— Start of Given information —

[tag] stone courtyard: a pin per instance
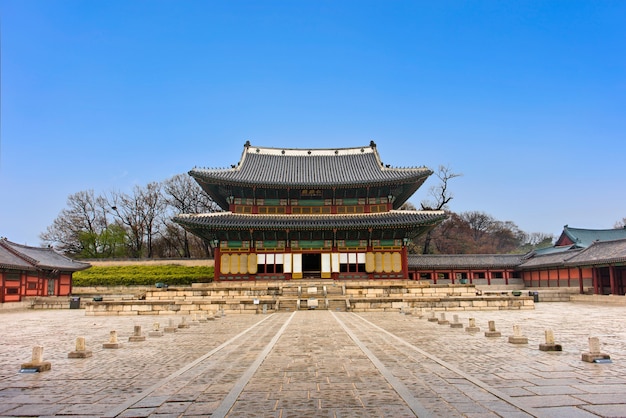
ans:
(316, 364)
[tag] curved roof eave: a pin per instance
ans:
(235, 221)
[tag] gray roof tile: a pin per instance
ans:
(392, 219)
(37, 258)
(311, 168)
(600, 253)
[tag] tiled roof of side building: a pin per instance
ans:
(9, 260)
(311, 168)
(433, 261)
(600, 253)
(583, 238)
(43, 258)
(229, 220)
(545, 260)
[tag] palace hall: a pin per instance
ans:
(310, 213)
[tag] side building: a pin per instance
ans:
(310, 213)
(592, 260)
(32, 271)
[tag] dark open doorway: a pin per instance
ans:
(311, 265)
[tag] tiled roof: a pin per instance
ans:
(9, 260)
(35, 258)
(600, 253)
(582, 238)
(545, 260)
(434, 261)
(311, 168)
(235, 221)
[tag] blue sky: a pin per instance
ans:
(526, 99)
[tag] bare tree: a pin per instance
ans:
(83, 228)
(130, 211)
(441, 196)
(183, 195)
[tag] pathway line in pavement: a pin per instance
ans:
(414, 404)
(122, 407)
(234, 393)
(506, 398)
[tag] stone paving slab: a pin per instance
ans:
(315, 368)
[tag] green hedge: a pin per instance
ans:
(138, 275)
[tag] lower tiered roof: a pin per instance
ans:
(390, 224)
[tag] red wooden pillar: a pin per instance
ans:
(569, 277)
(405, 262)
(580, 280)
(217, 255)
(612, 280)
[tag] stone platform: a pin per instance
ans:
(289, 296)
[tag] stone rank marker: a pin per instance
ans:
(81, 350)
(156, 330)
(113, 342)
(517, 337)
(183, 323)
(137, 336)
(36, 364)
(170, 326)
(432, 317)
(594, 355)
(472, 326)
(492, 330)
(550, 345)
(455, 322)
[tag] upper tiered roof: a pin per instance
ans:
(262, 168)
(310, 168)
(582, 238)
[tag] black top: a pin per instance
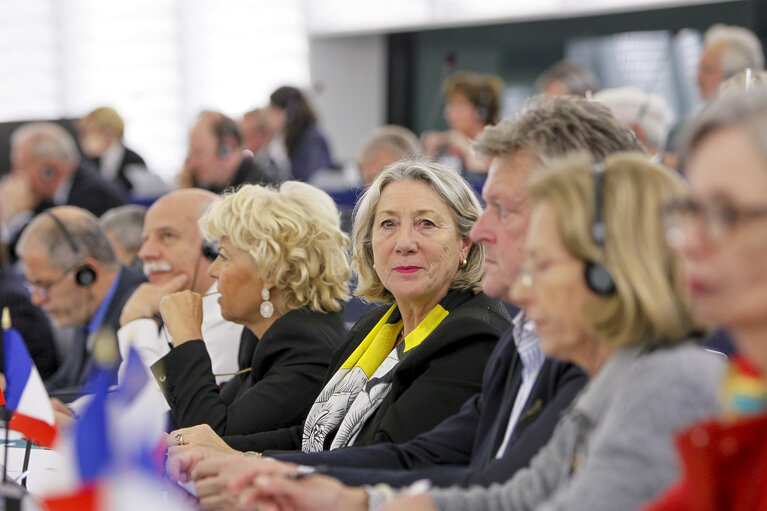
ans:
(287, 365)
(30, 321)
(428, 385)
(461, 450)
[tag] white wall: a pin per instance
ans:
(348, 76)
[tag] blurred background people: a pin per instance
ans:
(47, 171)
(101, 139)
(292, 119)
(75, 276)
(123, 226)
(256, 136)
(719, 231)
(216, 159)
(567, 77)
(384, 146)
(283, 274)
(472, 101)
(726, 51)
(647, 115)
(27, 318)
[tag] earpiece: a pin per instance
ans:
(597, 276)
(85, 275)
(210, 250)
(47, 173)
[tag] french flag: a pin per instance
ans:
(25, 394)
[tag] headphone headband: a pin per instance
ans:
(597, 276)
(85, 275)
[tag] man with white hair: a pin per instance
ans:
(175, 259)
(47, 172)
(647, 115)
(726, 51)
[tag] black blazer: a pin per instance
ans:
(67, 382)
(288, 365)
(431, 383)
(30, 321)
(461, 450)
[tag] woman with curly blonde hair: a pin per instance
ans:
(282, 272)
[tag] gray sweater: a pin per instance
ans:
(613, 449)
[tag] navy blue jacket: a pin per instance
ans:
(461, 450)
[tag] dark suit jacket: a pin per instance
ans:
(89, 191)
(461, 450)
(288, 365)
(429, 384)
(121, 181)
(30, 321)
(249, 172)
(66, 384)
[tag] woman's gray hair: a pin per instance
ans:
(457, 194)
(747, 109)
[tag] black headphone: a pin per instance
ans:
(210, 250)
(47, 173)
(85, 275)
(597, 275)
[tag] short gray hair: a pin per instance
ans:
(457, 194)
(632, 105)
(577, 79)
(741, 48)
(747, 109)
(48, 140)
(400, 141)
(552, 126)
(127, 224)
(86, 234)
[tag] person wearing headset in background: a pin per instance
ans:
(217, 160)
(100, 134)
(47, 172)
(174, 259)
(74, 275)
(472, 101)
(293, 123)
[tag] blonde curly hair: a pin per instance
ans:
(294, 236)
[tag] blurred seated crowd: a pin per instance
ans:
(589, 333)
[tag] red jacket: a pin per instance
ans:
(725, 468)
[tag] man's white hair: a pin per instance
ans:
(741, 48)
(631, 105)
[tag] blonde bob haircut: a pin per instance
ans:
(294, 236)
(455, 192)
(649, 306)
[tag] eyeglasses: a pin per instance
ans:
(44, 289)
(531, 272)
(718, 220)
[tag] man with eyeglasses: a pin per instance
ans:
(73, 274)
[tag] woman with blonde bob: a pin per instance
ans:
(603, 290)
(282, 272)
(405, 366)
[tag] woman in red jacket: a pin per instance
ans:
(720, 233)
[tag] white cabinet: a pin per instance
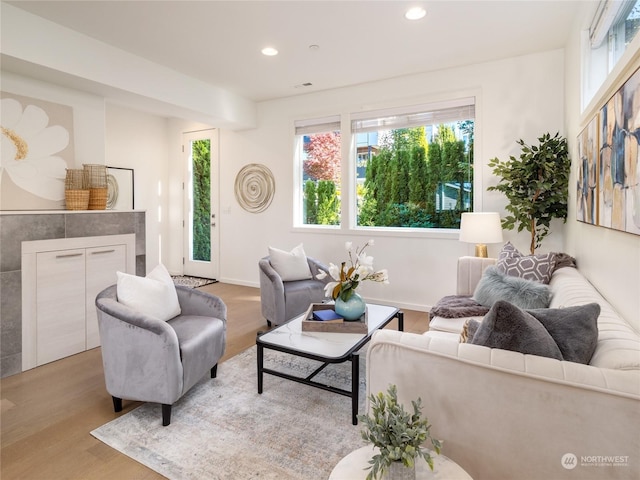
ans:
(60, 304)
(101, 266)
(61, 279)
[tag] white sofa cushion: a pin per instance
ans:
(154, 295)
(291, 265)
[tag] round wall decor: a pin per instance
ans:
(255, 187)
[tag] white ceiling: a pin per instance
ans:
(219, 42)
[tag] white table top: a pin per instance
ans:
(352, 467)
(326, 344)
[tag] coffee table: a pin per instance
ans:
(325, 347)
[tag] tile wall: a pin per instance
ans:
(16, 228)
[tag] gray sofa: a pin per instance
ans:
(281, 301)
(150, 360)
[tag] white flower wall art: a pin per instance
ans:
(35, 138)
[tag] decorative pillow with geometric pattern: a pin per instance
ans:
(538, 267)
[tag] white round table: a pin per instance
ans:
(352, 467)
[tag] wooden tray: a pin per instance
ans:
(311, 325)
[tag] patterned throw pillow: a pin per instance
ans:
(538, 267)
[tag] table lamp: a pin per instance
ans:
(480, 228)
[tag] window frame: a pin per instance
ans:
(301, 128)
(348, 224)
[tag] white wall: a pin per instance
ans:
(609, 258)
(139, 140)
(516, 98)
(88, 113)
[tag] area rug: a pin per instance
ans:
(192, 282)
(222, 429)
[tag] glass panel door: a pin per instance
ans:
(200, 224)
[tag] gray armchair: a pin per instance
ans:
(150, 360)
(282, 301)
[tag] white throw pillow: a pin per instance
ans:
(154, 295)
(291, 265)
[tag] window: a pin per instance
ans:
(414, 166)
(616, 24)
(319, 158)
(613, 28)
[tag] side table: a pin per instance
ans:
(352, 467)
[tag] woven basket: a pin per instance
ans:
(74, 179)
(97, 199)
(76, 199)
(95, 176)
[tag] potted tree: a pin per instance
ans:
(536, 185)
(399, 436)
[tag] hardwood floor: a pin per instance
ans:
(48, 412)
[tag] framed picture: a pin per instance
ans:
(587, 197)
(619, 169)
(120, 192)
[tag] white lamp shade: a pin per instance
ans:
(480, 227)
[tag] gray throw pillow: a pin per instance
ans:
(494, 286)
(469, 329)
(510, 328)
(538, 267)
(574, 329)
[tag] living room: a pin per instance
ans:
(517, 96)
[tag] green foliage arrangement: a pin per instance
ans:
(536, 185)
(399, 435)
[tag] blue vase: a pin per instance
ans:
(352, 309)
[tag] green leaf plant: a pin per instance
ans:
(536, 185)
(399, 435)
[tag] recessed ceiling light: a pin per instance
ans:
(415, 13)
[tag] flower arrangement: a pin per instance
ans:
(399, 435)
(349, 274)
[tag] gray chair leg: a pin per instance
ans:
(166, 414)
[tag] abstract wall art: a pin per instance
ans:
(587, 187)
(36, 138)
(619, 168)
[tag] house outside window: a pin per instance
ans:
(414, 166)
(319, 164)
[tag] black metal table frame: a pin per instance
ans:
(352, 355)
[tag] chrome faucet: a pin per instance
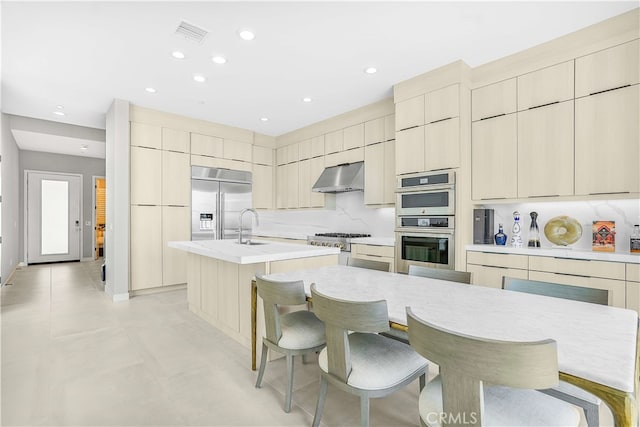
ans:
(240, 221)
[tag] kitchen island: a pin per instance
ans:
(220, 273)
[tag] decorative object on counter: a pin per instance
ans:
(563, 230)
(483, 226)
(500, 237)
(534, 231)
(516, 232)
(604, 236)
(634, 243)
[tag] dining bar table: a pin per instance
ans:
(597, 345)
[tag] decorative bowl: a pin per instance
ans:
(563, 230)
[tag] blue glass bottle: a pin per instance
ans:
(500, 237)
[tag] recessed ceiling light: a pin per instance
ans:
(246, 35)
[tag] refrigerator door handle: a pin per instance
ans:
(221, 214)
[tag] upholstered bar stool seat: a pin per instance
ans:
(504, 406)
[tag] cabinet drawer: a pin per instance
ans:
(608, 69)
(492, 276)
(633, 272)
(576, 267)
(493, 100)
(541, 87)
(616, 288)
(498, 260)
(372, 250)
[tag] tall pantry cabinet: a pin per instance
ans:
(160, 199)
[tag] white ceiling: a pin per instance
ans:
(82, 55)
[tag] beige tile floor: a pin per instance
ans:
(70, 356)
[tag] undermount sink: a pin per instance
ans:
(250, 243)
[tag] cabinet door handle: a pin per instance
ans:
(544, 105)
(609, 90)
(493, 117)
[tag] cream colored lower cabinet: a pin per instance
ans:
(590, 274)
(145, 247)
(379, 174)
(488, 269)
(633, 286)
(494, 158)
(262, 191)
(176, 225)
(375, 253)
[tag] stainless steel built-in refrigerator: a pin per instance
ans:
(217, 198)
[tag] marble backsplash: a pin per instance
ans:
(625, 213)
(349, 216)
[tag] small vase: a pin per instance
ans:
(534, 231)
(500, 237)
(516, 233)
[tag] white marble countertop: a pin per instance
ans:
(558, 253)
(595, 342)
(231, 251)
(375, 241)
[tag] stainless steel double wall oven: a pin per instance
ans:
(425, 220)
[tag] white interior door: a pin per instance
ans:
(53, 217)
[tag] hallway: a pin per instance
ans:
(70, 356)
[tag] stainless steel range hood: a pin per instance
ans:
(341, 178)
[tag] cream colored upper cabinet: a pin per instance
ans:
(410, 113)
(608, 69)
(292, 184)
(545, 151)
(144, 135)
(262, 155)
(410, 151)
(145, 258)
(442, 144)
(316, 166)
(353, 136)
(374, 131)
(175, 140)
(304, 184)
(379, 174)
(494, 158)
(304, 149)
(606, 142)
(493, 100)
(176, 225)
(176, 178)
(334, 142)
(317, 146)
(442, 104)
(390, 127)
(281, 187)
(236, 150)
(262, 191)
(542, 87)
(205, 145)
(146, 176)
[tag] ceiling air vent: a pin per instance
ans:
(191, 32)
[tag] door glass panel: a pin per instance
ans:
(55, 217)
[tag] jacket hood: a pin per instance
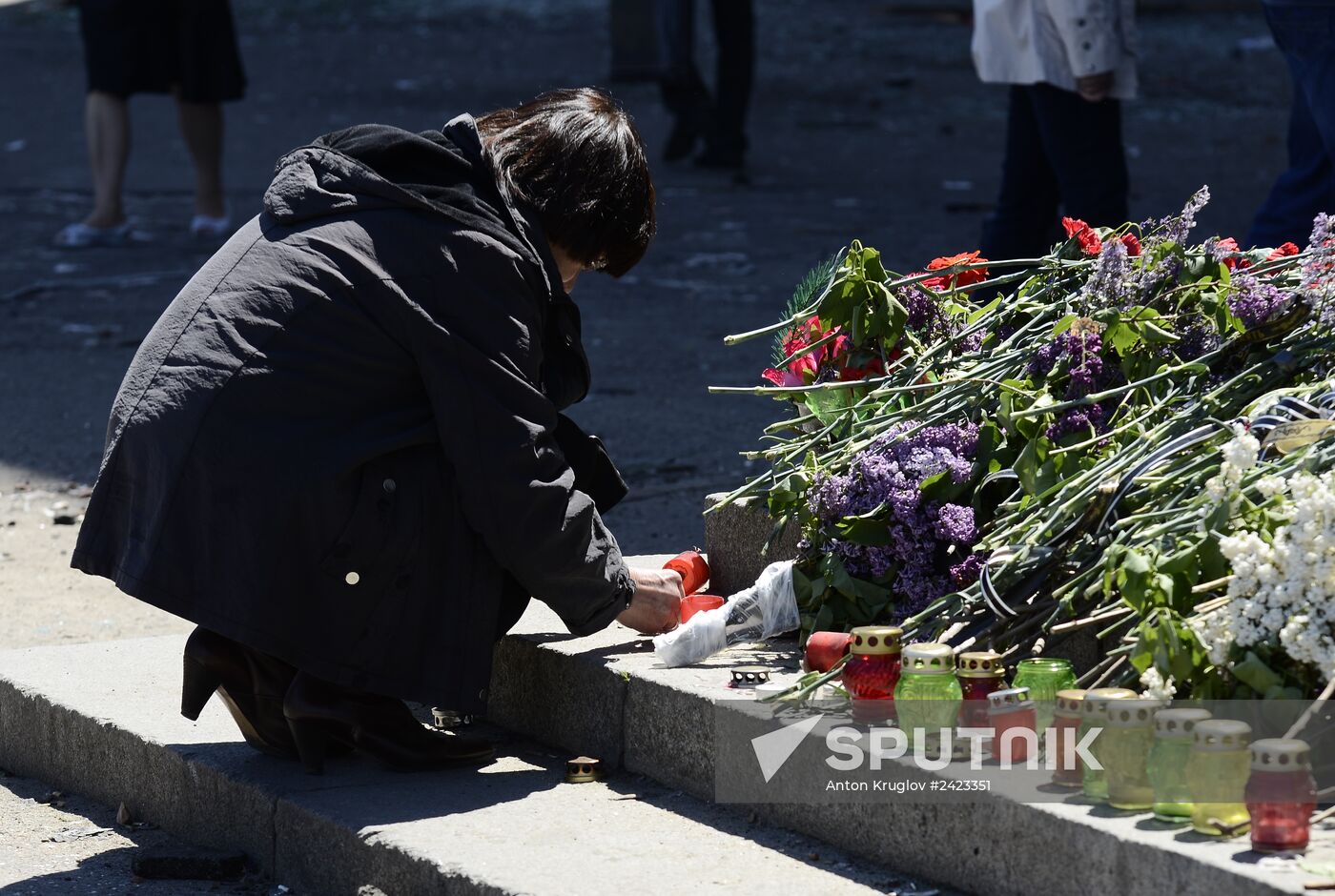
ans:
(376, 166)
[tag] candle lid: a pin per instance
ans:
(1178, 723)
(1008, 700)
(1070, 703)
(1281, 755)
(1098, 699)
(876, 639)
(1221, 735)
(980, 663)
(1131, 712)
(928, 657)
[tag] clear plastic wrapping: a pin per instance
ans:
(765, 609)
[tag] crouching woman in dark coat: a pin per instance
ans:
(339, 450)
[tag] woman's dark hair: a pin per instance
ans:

— End of Given information —

__Exercise aim__. Drop the pictures, then reproduce exactly the lines from the one with "[tag] marble backsplash: a pin per instance" through the final line of the listing.

__Task output__.
[tag] marble backsplash: a pin per instance
ans:
(625, 213)
(349, 216)
[tag] small vase: a pin per instance
ans:
(534, 231)
(500, 237)
(516, 233)
[tag] white marble countertop: a pin per instance
ans:
(558, 253)
(595, 342)
(231, 251)
(375, 241)
[tag] stainless steel double wall oven: a pin per instance
ans:
(425, 220)
[tag] white interior door: a pin per instance
ans:
(53, 217)
[tag] hallway: a pin per instance
ans:
(70, 356)
[tag] stainless steel range hood: a pin per instance
ans:
(341, 178)
[tag] cream colored upper cabinet: a pin per instance
ans:
(410, 113)
(608, 69)
(292, 184)
(545, 151)
(144, 135)
(262, 155)
(410, 151)
(145, 258)
(442, 144)
(316, 166)
(353, 136)
(374, 131)
(175, 140)
(304, 184)
(379, 174)
(494, 158)
(304, 149)
(606, 142)
(493, 100)
(176, 225)
(176, 178)
(334, 142)
(317, 146)
(442, 104)
(390, 127)
(281, 187)
(236, 150)
(262, 191)
(542, 87)
(205, 145)
(146, 176)
[tag] ceiling air vent: a pin per instance
ans:
(191, 32)
[tag] door glass panel: a pin per instance
ans:
(55, 217)
[tag] jacket hood: a pin per instance
ans:
(376, 166)
[tag] candle lid: a pin per instance
ans:
(1178, 723)
(1008, 700)
(1070, 703)
(1281, 755)
(1098, 699)
(876, 639)
(1221, 735)
(980, 663)
(1131, 712)
(928, 657)
[tag] clear plastic wrapping: a pin per instance
ans:
(765, 609)
[tag] crouching woman in dark coat: a pin per instance
ans:
(339, 450)
[tag] woman's dark hair: a pin per instance
ans:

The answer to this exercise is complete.